**AUFGABENLISTE**:
A) Welche Arbeit hatte Schmidt laut dem Textauszug über seine Recherche im Pädophilen-Milieu zu jener Zeit?
B) Schreibe den Textauszug über Schmidts Recherche im Pädophilen-Milieu nach seinem letzten Satz weiter.

**TEXTAUSZUG**:
☆ ☆ ☆ ☆
Es ist etwa zweieinhalb Jahre her, als Schmidt auf die Idee mit der Recherche im Pädophilen-Milieu kommt. Schon als Jugendlicher hat er mit seinen Kumpels Mädchen-Profile angelegt, um mit erwachsenen Männern zu chatten. „Als alberne Kids fanden wir das lustig, wenn wir die Männer dann irgendwann per Live-Cam ausgelacht haben“, sagt er. Einer der Jungen hatte sich dafür sogar eine Perücke angezogen und Strümpfe in einen BH gestopft.

„Aber warum nicht mal ernsthaft was gegen diese Typen tun? Mal gucken, was die machen, wenn sie auf einen Erwachsenen treffen“, fragt Schmidt sich im Sommer 2019. In einer Zeit, in der die Medien beispielsweise über die Missbrauchsfälle in Lügde, Münster oder Bergisch Gladbach berichten, legt Schmidt zahlreiche Mädchenprofile auf den Plattformen Jappy, Knuddels, Instagram, Facebook, Kik-Messenger, Snapchat, Telegramm und in einigen speziellen Foren an. Beispielsweise in einer Chatgruppe, in der Pädophile sich als „Trainer“ für Mädchen anbieten, die Gewicht abnehmen wollen.

„Es hat mich berührt, dass er sich so für Kinder einsetzt“

„Das dauert keine zehn Minuten, wenn du eine neue Kinder-Identität anlegst, dann kommen schon die ersten zweideutigen Angebote“, sagt Schmidt. Der Kölner hat zeitweise mehrere Profile auf einzelnen Plattformen. Damals arbeitet er als Lagerist in einem Chemieunternehmen. „Abends nach der Arbeit habe ich dann gechattet, mindestens eine Stunde. Und am Wochenende extrem, manchmal bis zu acht Stunden.“ Eine Leidenschaft, für die seine Freundin Verständnis hat.

„Es hat mich berührt, dass er sich so für Kinder einsetzt.“ Eine Grenze aber definiert die Mutter eines achtjährigen Jungen. Wenn sich die Aktivitäten rumsprechen sollten, und wenn dann im Bekanntenkreis aus Halbwissen Gerüchte werden sollten, so nach dem Tenor „wir hätten etwas mit Kinderpornografie zu tun“. „Dann muss Schluss sein.“ Schmidt akzeptiert die rote Linie.
☆ ☆ ☆ ☆
**GEGEBENES MATERIAL**:

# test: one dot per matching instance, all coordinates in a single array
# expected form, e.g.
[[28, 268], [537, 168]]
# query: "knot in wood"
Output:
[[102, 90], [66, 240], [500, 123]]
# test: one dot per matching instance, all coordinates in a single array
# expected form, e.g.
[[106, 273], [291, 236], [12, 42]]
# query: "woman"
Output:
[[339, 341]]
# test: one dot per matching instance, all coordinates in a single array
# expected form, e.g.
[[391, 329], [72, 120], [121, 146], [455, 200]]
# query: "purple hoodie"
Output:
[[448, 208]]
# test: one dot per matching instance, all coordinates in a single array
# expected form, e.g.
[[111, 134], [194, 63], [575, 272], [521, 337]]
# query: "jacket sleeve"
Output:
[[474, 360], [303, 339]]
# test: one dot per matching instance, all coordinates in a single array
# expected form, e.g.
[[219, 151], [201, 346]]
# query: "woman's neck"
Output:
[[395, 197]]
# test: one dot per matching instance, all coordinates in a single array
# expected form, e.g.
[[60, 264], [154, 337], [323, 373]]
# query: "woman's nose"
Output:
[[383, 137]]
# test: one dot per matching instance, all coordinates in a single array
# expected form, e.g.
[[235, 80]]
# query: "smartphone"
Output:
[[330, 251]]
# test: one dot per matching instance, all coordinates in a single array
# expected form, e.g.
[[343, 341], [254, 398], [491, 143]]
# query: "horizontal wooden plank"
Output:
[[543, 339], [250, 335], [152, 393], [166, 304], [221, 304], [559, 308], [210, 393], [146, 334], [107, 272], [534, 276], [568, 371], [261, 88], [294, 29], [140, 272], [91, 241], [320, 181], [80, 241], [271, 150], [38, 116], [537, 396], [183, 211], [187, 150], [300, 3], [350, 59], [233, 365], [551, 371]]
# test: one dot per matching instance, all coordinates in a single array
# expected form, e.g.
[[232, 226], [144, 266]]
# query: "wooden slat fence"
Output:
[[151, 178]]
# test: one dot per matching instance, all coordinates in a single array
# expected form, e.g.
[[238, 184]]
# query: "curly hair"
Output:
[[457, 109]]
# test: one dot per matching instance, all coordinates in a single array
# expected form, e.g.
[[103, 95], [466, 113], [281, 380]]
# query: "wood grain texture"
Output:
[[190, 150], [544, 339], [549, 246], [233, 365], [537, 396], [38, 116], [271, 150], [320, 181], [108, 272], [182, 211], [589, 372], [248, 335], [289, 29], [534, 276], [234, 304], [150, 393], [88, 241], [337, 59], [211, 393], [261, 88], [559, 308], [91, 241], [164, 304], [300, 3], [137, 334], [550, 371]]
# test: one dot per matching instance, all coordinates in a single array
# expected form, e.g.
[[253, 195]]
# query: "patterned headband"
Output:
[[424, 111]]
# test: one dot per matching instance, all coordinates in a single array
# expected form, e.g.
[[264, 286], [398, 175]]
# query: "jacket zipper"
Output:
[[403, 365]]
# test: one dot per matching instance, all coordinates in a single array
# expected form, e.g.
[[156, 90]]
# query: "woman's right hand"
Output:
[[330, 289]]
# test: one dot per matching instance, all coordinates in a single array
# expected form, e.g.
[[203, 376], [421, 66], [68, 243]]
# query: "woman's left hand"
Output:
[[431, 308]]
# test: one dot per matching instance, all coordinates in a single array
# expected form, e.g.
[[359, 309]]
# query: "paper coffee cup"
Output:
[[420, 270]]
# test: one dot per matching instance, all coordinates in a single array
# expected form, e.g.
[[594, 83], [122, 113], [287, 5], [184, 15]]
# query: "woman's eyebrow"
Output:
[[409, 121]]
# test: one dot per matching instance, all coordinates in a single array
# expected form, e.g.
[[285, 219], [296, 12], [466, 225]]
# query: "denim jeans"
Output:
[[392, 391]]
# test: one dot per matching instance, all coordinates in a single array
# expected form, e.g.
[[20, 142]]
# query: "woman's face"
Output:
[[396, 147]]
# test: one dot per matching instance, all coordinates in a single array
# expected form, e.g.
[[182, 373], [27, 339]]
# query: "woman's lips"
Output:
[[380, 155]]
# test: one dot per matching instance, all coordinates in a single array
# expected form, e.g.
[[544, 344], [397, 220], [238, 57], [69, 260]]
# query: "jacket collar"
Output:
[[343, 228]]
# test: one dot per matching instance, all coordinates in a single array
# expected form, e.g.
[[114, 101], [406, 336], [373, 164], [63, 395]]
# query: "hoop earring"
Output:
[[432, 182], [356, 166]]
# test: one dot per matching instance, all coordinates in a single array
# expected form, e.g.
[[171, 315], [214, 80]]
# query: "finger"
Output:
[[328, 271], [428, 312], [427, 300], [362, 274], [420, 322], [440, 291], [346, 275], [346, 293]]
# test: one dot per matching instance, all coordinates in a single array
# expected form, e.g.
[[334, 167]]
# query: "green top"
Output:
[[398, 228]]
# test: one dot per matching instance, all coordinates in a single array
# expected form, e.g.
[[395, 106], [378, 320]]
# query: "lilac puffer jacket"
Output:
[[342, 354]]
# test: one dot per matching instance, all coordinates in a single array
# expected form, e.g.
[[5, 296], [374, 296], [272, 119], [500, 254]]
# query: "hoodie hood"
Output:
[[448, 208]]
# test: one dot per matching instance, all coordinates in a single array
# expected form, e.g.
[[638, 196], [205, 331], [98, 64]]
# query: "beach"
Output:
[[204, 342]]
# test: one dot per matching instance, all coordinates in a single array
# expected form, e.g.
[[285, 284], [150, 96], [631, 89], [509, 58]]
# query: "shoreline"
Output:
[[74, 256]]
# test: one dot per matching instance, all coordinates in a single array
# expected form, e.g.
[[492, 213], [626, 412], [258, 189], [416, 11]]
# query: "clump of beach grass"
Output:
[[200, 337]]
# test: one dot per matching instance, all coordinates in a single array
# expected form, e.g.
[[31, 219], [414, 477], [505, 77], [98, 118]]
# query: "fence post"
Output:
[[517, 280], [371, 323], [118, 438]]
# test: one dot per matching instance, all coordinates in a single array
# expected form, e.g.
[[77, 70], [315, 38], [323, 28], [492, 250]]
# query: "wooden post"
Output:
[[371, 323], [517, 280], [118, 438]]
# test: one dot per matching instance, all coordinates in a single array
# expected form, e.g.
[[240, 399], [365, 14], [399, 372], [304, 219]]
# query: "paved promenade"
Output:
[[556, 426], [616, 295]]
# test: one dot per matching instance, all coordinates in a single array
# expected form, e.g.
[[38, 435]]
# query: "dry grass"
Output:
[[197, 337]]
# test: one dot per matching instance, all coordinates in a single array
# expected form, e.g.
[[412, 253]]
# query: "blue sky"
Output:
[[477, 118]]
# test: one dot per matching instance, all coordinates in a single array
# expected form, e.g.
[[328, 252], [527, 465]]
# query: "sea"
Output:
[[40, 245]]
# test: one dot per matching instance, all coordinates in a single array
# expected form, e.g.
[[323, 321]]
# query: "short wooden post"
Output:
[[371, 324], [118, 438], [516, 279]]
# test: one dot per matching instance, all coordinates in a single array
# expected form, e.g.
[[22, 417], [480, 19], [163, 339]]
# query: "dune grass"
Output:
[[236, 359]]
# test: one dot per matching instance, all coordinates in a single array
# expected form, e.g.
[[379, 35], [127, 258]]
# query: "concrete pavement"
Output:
☆ ☆ ☆ ☆
**LÖSUNGEN**:
A) Er arbeitete als Lagerist in einem Chemieunternehmen.

B)
Aus den Hunderten von Chat-Partnern, die sexuelle Andeutungen machen oder ihn auf seinen Mädchen-Profilen ganz offen und ungeniert belästigen, konzentriert er sich meist auf die, die in der Nähe von Köln wohnen.

Der Erste, den er in die Falle lockt, ist ein Familienvater. Als der Kölner sich mit ihm verabredet und beim Treffen dann zur Rede stellt, sagt der Mann, er hätte Stress mit seiner Frau. Die wolle ihm sein Kind wegnehmen, deshalb habe er nur jemanden gesucht, mit dem er reden könne. „Warum suchst du dir dafür denn keine Erwachsene? Und warum schickst du einer Zwölfjährigen Penisfotos, wenn du nur reden willst?“, hat Schmidt gesagt und erstmals die Polizei gerufen.

Von da an bringt er immer wieder Beweismaterial zum Kölner Polizeipräsidium. Er gibt es den Fahndern des Kriminalkommissariats 13, die mehrere Dutzend Ermittlungsverfahren gegen die Männer eröffnen. Immer wieder aber wird Schmidt von den Fahndern auch ermahnt: „Lassen Sie das, das geht so nicht. Das ist unsere Aufgabe.“ Bei den Treffen mit den Verdächtigen könne er sich selbst in Gefahr bringen. Die Aktionen grenzten zudem an Selbstjustiz. „Zustände, die wir hier niemals bekommen dürfen“, sagt einer der Beamten.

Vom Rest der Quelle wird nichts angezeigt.